Source data
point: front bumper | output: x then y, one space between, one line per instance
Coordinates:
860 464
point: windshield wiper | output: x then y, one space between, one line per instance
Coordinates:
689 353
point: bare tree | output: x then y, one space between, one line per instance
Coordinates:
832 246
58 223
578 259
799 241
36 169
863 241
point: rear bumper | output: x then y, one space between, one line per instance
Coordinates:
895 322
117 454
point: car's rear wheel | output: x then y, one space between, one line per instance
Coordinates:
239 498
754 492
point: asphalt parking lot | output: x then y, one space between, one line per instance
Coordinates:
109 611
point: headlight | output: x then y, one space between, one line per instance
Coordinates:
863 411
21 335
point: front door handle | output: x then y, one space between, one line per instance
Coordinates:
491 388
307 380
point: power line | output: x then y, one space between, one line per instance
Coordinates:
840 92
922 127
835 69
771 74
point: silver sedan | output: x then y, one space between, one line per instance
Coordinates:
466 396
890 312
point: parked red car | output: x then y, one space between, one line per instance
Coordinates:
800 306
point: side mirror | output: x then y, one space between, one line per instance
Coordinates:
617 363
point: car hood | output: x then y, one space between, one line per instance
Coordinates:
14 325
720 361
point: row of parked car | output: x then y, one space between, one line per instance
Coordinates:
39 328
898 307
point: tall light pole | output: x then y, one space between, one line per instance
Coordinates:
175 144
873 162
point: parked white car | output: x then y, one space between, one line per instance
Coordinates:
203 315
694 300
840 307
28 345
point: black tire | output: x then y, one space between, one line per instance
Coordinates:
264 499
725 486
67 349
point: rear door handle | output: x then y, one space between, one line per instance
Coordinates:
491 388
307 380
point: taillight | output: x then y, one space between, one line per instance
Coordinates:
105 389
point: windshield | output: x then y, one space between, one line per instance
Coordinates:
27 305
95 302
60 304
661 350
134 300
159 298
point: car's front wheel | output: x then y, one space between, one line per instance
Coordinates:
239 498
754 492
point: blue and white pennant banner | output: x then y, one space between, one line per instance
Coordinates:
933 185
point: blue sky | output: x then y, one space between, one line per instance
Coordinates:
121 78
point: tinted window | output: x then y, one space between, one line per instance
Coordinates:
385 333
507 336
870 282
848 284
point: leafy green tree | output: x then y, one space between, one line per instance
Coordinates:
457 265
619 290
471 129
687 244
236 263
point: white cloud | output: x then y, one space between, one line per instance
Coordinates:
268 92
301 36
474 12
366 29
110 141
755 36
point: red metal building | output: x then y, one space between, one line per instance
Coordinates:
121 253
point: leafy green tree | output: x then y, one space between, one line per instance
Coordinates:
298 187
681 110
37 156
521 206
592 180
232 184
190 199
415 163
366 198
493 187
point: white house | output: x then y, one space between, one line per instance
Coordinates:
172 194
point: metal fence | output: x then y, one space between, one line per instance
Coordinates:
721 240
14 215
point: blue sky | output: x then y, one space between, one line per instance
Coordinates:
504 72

Brief
Return every line from the one holding "point: white cloud" through the end of the data, exactly as it appears, with both ends kept and nothing else.

Answer below
point: white cloud | output: x then y, one space between, one line per instance
Coordinates:
268 92
301 36
474 12
366 29
110 141
755 36
point: red metal building | output: x then y, one space between, one line per instance
Coordinates:
121 253
point: leafy green tree | output: x then y, one space between, one line per instance
Coordinates:
298 187
681 110
37 156
521 206
592 180
232 184
190 199
415 163
366 198
493 187
point: white house | output: x then y, one space between, one line per instance
Coordinates:
172 194
point: metal fence | output: x then y, one space between, one line per instance
Coordinates:
721 240
14 215
point: blue sky | output: x then y, one space between, one line per instance
Coordinates:
504 72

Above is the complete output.